DATA LINES:
- - - - - - -
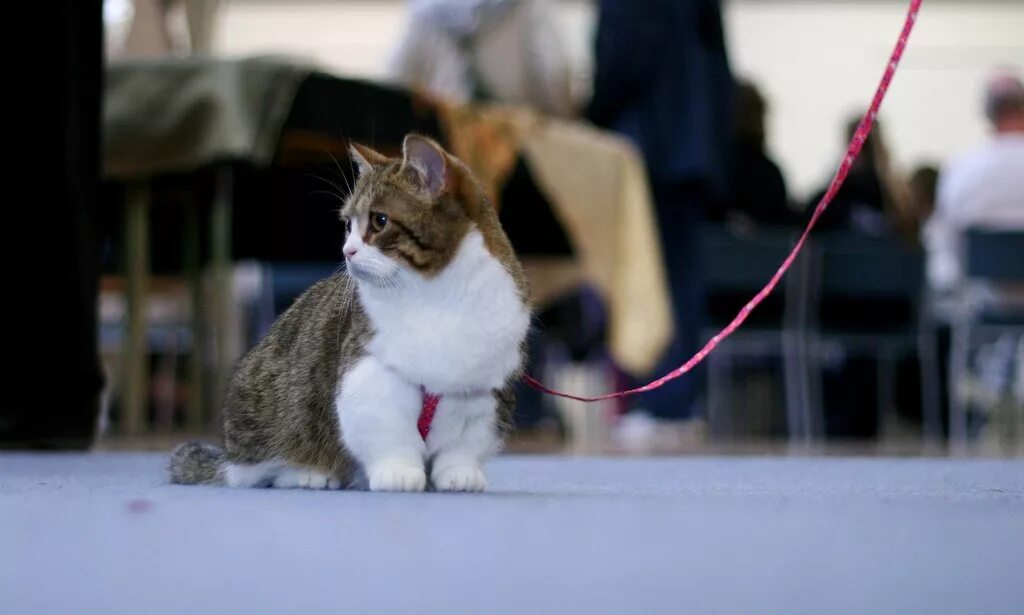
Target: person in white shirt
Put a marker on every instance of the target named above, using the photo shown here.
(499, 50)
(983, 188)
- - - - - - -
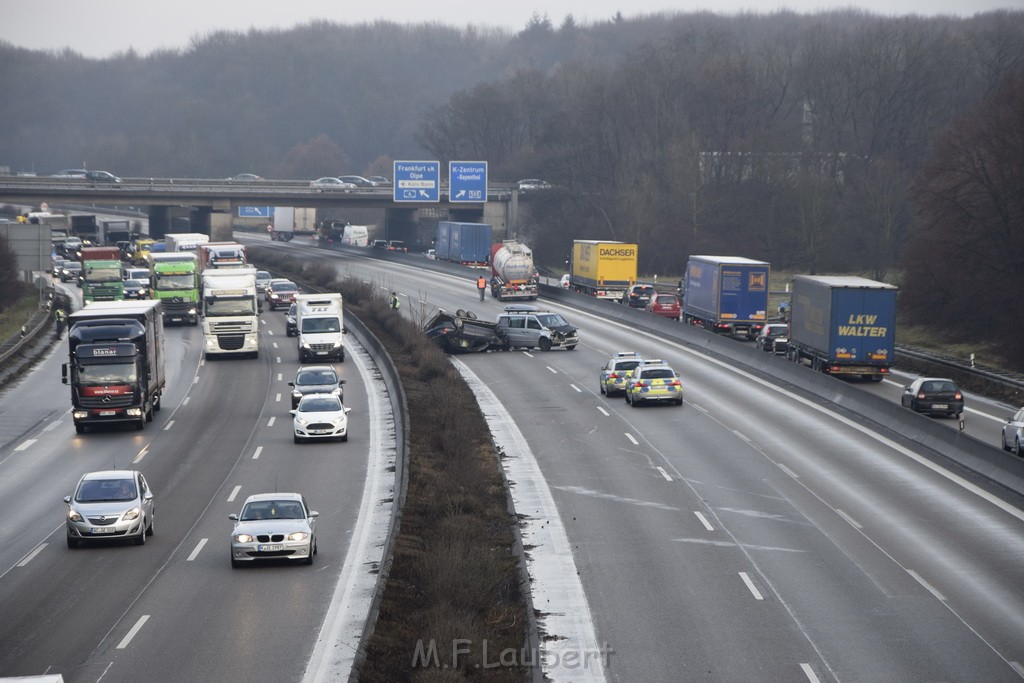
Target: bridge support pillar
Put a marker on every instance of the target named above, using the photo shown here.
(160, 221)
- - - - - - -
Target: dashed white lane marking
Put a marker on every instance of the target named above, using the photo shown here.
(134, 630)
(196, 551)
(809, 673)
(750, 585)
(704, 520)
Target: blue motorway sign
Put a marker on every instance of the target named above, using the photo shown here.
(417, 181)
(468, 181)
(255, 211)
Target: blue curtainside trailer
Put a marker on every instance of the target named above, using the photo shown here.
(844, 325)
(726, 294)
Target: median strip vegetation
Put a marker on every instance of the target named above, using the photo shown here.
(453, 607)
- - - - - - -
DESCRIPTION OF THE TASK:
Collect every line of the records above that contains the string "blue", matching case exactly.

ANSWER TO THE PROBLEM:
Target: blue motorway sign
Target: blue curtainside trailer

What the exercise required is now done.